* **抜粋**:
ブックオフ長泉店で二冊。似鳥鶏『さよならの次にくる〈卒業式編〉』創元推理文庫2011年3刷、エラリー・クイーン『ローマ帽子の秘密』角川文庫2012年初版帯付、計210円。
ブックオフ三島徳倉店で三冊。芦辺拓『紅楼夢の殺人』文藝春秋2004年初版帯付、赤城毅『書物迷宮』講談社文庫2011年初版、イサク・ディーネセン『バベットの晩餐会』ちくま文庫1992年初版、計315円。
照屋眞理子さんから新歌集『恋』角川書店2013年4月25日初版を恵まれる。珍しく厚い紙質のカバー(ジャケット)。思わず撫ぜてしまう布装表紙。上品なピンクの花布(はなぎれ)と栞紐。本文を読む前に感触を愉しんでしまう。装幀 間村俊一。やはりね。
《 追憶の彼方の恋や夕暮の空へ振るため人は手を持つ
立ち籠めて縹(はなだ)の夕べわれはただうつくしい短歌(うた)に逢いたし
ああ春は光の匂ひせつなくてうつとりと溶けてしまほう
白鳥座南中の頃はるばるとわが漕ぎ出だす億年の櫂
こともなく一日暮れつつほのぼのと空へ伸びゆく忘却曲線 》
才気煥発の趣が潜んで、ゆるやかな詠唱へと変貌した。かといって、裏打ちされたしなやかな知的弾力は変わらず。日常からふっと燕返しに空へ飛翔してゆく。見事だ。

* **提供資料**:
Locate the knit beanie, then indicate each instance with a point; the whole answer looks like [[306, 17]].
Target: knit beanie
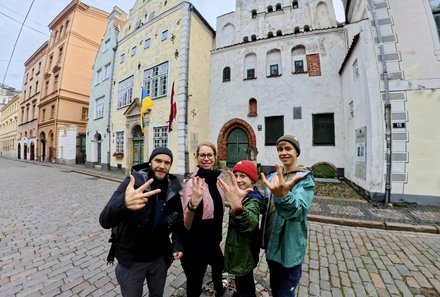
[[293, 140], [159, 151], [248, 168]]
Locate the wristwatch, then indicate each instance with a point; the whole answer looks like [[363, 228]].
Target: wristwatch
[[237, 211]]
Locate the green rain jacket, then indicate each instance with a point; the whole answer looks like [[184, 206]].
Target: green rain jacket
[[242, 245], [288, 238]]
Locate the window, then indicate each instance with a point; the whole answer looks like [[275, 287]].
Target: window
[[297, 113], [125, 92], [98, 77], [274, 70], [84, 113], [274, 129], [107, 71], [156, 80], [299, 66], [99, 108], [120, 141], [435, 7], [147, 43], [227, 74], [164, 35], [323, 129], [106, 45], [160, 137]]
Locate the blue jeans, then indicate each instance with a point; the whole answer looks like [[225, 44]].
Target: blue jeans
[[283, 281]]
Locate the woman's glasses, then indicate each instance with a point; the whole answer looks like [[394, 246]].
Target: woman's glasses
[[203, 156]]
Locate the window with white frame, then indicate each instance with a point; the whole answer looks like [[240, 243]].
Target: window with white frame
[[164, 35], [107, 71], [98, 76], [120, 141], [99, 108], [106, 45], [125, 92], [160, 136], [147, 43], [156, 80]]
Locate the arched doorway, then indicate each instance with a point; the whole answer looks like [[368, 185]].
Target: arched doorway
[[97, 146], [138, 145], [43, 146], [25, 151], [32, 151], [237, 147]]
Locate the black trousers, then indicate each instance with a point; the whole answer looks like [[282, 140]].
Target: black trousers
[[245, 285], [195, 262]]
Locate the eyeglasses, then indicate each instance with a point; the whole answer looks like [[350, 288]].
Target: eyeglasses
[[203, 156]]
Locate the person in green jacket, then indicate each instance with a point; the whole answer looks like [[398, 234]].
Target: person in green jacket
[[242, 244], [292, 191]]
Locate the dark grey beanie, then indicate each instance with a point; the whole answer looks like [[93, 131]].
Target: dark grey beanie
[[159, 151], [292, 139]]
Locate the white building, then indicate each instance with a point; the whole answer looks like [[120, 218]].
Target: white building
[[274, 71], [98, 136]]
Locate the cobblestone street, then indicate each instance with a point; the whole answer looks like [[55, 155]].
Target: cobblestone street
[[51, 244]]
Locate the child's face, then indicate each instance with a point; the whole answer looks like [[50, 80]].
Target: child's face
[[243, 181]]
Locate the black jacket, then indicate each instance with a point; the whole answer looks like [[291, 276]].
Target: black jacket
[[143, 235]]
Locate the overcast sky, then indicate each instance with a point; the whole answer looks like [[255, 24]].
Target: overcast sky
[[36, 32]]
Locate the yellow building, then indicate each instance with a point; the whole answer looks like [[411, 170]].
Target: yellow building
[[8, 129], [161, 45], [28, 115], [76, 34]]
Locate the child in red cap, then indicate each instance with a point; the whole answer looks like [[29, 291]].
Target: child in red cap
[[242, 245]]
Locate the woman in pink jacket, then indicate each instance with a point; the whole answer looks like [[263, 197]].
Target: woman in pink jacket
[[203, 204]]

* **次の課題**:
(a) 抜粋の中で、二つのブックオフの店で買った本の書名をすべて挙げよ。
(b) 抜粋にある「本文を読む前に感触を愉しんでしまう。」という一文を英語に訳せ。
(c) 抜粋の一部を、「ブックオフ長泉店で二冊。似鳥」を含む語句から打ち始め、「しんでしまう。装幀 間村俊一。やはりね。」を打ったところで止めて、そのまま打ち直せ。

* **課題ごとの解答**:
(a)
『さよならの次にくる〈卒業式編〉』
『ローマ帽子の秘密』
『紅楼夢の殺人』
『書物迷宮』
『バベットの晩餐会』

(b) I end up savoring the feel of it before even reading the text.

(c)
ブックオフ長泉店で二冊。似鳥鶏『さよならの次にくる〈卒業式編〉』創元推理文庫2011年3刷、エラリー・クイーン『ローマ帽子の秘密』角川文庫2012年初版帯付、計210円。
ブックオフ三島徳倉店で三冊。芦辺拓『紅楼夢の殺人』文藝春秋2004年初版帯付、赤城毅『書物迷宮』講談社文庫2011年初版、イサク・ディーネセン『バベットの晩餐会』ちくま文庫1992年初版、計315円。
照屋眞理子さんから新歌集『恋』角川書店2013年4月25日初版を恵まれる。珍しく厚い紙質のカバー(ジャケット)。思わず撫ぜてしまう布装表紙。上品なピンクの花布(はなぎれ)と栞紐。本文を読む前に感触を愉しんでしまう。装幀 間村俊一。やはりね。